▶
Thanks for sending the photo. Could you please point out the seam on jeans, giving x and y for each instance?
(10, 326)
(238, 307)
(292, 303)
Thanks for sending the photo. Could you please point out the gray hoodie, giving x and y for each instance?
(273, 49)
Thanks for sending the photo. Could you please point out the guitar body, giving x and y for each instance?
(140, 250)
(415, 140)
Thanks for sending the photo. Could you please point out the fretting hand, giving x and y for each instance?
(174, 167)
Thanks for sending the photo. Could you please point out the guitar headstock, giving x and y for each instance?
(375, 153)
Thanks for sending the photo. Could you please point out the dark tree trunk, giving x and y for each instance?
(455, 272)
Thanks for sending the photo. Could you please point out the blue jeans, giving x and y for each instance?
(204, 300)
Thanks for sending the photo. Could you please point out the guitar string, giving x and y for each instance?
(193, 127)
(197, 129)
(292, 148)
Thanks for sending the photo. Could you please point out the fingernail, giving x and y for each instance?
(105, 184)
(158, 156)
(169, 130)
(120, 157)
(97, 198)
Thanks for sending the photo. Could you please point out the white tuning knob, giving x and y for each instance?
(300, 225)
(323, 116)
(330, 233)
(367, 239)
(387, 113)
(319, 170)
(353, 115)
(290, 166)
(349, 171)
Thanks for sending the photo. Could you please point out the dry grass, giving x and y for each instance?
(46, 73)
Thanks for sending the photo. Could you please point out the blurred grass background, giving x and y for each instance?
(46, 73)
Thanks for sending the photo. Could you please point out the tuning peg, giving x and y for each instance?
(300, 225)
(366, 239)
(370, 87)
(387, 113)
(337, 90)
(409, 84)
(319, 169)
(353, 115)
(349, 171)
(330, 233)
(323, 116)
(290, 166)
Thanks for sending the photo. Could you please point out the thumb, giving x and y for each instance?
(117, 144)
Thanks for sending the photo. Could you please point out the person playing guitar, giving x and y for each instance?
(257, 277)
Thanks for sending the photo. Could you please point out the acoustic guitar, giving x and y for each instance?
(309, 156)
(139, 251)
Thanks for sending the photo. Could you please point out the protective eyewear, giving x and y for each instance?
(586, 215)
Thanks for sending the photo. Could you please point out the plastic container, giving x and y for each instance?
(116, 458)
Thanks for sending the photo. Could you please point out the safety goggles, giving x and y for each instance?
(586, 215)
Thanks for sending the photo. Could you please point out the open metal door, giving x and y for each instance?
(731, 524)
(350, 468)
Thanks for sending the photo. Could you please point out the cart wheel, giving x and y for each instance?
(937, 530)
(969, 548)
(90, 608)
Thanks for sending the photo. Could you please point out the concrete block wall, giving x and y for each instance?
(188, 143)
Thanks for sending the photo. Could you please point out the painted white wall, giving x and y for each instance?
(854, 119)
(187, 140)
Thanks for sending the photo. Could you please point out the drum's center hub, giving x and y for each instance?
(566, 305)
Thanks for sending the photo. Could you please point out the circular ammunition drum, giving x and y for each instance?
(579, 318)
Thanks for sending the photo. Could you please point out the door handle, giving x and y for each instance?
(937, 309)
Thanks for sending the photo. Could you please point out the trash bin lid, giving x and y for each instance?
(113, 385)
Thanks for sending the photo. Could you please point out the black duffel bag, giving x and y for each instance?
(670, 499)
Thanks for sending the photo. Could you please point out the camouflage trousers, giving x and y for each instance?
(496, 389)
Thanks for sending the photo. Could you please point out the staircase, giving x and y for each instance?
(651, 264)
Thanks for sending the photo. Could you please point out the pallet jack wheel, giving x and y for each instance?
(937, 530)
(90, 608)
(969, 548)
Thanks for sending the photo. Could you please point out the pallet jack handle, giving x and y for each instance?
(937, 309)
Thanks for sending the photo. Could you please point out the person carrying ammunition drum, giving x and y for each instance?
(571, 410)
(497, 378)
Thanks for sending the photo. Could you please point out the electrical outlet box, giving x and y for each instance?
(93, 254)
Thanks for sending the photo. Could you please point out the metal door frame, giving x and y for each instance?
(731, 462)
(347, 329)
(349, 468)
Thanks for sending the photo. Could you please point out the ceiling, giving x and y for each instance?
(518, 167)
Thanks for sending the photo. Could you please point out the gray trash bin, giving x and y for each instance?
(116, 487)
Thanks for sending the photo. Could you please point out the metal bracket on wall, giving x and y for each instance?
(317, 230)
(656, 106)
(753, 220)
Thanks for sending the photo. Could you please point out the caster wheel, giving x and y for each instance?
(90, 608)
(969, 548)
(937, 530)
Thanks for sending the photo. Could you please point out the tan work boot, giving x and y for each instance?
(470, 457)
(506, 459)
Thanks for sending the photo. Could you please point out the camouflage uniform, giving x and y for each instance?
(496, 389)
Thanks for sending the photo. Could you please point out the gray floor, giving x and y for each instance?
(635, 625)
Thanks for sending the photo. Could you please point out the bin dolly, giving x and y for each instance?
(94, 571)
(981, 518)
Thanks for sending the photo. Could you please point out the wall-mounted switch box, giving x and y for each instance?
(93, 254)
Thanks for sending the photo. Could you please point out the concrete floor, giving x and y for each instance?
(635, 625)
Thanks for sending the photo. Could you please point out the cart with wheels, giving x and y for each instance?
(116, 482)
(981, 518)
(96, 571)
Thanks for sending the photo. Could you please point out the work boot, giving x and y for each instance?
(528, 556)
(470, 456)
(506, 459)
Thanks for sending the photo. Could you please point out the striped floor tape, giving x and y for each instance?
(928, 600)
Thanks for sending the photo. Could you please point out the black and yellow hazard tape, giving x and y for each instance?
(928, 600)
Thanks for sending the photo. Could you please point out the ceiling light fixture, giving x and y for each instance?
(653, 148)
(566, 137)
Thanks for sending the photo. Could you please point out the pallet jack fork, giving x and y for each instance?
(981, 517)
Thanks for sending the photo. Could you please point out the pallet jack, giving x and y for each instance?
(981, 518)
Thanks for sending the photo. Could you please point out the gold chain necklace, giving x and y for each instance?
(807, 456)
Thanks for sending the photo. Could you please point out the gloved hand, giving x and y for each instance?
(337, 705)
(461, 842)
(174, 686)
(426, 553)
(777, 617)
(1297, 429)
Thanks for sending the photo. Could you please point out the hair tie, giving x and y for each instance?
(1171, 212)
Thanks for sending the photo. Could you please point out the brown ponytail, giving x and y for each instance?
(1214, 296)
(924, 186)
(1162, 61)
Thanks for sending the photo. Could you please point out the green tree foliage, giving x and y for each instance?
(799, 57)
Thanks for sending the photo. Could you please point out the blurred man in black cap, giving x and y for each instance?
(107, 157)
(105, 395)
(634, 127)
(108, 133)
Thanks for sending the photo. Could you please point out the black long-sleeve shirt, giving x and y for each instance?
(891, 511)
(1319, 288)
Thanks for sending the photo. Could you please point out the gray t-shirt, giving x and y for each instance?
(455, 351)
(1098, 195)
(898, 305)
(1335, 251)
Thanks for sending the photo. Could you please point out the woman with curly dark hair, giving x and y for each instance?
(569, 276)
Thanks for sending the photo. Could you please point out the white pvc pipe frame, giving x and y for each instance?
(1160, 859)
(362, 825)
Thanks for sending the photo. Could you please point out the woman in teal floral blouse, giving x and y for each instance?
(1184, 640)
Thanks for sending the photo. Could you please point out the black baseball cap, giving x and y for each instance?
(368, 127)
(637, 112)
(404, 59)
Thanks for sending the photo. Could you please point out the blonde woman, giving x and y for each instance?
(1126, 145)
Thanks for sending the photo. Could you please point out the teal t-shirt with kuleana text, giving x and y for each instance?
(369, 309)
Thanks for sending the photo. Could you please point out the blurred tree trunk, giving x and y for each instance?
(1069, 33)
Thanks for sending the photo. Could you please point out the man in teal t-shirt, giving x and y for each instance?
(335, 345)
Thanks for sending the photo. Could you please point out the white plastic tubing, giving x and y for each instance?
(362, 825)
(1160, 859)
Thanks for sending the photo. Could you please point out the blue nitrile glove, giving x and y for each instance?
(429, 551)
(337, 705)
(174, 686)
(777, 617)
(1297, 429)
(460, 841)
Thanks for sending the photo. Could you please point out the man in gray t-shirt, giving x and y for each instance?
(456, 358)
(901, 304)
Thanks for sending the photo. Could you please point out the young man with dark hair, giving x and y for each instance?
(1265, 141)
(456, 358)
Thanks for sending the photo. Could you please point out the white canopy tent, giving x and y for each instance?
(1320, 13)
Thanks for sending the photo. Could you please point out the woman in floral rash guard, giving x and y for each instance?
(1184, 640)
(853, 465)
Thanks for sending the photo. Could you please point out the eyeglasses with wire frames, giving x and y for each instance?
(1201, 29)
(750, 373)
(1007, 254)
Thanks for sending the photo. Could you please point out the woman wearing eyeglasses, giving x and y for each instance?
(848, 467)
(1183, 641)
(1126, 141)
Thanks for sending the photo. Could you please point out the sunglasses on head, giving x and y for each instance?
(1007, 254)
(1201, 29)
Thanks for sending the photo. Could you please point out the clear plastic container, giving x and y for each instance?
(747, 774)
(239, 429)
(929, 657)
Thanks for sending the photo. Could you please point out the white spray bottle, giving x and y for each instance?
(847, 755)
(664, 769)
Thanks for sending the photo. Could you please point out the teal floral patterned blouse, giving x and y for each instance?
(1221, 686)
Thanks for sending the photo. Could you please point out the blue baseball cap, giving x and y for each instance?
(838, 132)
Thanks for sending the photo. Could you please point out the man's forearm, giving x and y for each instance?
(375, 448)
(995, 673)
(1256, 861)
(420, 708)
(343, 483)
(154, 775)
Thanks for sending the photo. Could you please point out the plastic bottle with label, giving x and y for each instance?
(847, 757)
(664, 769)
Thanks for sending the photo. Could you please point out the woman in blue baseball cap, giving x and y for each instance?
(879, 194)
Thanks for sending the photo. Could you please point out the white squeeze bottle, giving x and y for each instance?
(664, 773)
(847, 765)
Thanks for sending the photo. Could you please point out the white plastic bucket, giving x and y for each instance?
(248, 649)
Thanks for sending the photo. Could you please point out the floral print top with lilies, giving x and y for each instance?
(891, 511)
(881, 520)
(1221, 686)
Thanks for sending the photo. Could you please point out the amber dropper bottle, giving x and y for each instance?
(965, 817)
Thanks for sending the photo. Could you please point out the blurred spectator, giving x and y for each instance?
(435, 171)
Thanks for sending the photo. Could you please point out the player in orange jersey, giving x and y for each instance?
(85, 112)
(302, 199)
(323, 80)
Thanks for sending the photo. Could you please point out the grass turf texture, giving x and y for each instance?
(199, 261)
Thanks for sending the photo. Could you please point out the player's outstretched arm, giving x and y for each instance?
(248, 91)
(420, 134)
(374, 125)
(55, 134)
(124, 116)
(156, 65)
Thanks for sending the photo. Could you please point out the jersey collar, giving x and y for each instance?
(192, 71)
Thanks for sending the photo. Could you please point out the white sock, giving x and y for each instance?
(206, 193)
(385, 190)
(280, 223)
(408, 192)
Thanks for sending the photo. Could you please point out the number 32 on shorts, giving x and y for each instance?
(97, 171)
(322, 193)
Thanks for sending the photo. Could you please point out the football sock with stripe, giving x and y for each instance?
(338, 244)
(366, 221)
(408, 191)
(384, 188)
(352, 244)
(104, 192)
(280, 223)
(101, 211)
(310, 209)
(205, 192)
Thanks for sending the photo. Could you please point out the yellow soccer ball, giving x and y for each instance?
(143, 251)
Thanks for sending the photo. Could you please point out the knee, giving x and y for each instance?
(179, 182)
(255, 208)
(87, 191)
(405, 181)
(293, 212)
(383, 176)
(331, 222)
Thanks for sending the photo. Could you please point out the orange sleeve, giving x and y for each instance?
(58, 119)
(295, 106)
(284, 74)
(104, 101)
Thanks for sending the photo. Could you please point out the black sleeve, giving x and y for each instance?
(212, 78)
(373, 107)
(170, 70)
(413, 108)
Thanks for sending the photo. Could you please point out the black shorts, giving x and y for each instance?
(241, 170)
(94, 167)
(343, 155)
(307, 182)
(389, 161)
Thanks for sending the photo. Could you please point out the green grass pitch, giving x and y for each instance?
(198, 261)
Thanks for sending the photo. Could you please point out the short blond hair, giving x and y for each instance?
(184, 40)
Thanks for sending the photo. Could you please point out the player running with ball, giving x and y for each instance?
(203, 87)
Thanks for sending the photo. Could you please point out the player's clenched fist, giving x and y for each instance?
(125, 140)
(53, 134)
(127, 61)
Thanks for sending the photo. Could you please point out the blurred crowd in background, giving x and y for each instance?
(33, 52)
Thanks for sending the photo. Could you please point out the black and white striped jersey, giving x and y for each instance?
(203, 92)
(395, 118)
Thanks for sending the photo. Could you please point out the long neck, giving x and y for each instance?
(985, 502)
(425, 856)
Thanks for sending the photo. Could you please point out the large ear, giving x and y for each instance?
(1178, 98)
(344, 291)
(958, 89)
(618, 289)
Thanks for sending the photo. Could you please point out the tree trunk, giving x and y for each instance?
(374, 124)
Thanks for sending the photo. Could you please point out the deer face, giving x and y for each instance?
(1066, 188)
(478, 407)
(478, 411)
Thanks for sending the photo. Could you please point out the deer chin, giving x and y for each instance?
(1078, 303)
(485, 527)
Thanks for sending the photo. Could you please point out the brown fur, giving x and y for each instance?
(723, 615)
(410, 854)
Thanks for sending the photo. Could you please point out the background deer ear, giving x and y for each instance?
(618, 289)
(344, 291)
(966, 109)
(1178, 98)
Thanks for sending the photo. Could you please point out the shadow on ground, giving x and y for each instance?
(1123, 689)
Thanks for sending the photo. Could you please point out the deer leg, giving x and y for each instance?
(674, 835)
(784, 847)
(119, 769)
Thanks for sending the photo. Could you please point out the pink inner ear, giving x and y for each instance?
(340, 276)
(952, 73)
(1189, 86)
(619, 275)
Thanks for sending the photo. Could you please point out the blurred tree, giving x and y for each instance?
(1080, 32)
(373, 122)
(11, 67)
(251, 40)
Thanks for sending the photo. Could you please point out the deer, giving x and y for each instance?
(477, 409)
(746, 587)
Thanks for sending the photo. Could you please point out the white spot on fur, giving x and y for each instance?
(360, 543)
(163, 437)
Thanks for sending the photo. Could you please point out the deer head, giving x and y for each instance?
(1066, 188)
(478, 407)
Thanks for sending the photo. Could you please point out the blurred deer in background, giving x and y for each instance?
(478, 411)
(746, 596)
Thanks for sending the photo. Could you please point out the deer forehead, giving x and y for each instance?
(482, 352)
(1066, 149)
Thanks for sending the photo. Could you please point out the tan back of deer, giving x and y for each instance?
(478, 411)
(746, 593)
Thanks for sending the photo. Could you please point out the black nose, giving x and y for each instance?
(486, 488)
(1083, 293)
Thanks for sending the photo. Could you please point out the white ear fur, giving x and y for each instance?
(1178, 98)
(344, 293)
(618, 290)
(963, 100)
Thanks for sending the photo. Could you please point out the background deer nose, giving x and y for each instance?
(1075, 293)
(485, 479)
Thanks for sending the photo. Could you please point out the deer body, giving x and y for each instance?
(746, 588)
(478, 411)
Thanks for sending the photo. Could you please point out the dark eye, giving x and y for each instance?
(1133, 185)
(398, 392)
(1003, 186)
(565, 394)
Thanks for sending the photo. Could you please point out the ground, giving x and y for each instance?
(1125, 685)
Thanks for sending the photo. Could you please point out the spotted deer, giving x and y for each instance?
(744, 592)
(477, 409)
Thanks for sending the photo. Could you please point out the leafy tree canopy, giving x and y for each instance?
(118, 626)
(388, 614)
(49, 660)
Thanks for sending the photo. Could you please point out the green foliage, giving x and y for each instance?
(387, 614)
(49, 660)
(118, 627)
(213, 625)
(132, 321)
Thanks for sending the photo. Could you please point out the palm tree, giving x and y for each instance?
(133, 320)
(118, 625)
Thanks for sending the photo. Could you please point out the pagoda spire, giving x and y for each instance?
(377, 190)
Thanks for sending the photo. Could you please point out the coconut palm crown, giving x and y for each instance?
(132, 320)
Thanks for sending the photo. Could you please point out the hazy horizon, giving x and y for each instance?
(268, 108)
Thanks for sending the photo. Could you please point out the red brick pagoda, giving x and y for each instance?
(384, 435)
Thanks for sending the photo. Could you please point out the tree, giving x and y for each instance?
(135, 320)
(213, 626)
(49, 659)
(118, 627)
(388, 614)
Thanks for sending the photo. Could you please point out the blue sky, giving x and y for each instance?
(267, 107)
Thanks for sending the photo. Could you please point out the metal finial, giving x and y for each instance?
◀
§ **Task objective**: Give again only the lines of the material above that run from the one with "black nose, giving" through the end, both included, exactly as they appear.

§ **Correct answer**:
Thanks for sending the photo. Could you please point out the black nose, giving x and y for each instance?
(486, 488)
(1083, 293)
Thanks for sending the photo. Could you please point out the white ear fur, giving x and y for each instance?
(1178, 98)
(344, 293)
(618, 290)
(963, 100)
Thanks for sending the photo. Could you please point out the background deer nose, giving x and y for each instance?
(1075, 293)
(485, 479)
Thanks for sending the photo. Could you please point out the deer body, giving x and y for each instance?
(746, 588)
(478, 411)
Thanks for sending the photo. Could you please point out the dark eye, giving x and y for each instance?
(1133, 185)
(398, 392)
(1003, 186)
(565, 394)
Thanks for sending the photo. Could you please point out the ground, giving x and y for each instance?
(1125, 685)
Thanks for sending the photo. Could you please point out the spotted deer, giving x and y for each instance?
(744, 592)
(477, 409)
Thanks for sending the photo. Could you please point out the leafy tree canopy, giving x and y for each instance?
(118, 626)
(388, 614)
(49, 660)
Thanks for sending the photo. Could you please point out the green foliage, giving x and y for each instance?
(387, 614)
(49, 660)
(118, 627)
(213, 625)
(132, 321)
Thanks for sending the photo. Could you please point out the palm tree, giving x and y for each instance?
(133, 320)
(118, 625)
Thanks for sending the photo. Could you please point out the pagoda spire, giving x and y for each instance?
(377, 190)
Thanks for sending the photo. Could you please point out the coconut palm crown, giving x and y for each instance?
(132, 320)
Thanks for sending the photo. Could you please point out the hazy horizon, giving x and y for each instance?
(268, 108)
Thanks for sending the photo. Could you please point out the red brick pagoda, giving x and y for each instance?
(384, 435)
Thanks for sending the photo. Could you please point out the tree, giving x and y for each instance?
(135, 320)
(213, 626)
(49, 659)
(118, 627)
(388, 614)
Thanks for sending the photo. Could you please point out the blue sky, giving x and y for each instance?
(267, 107)
Thanks for sending the photo. Could you please point out the metal finial, giving x and y for each instance?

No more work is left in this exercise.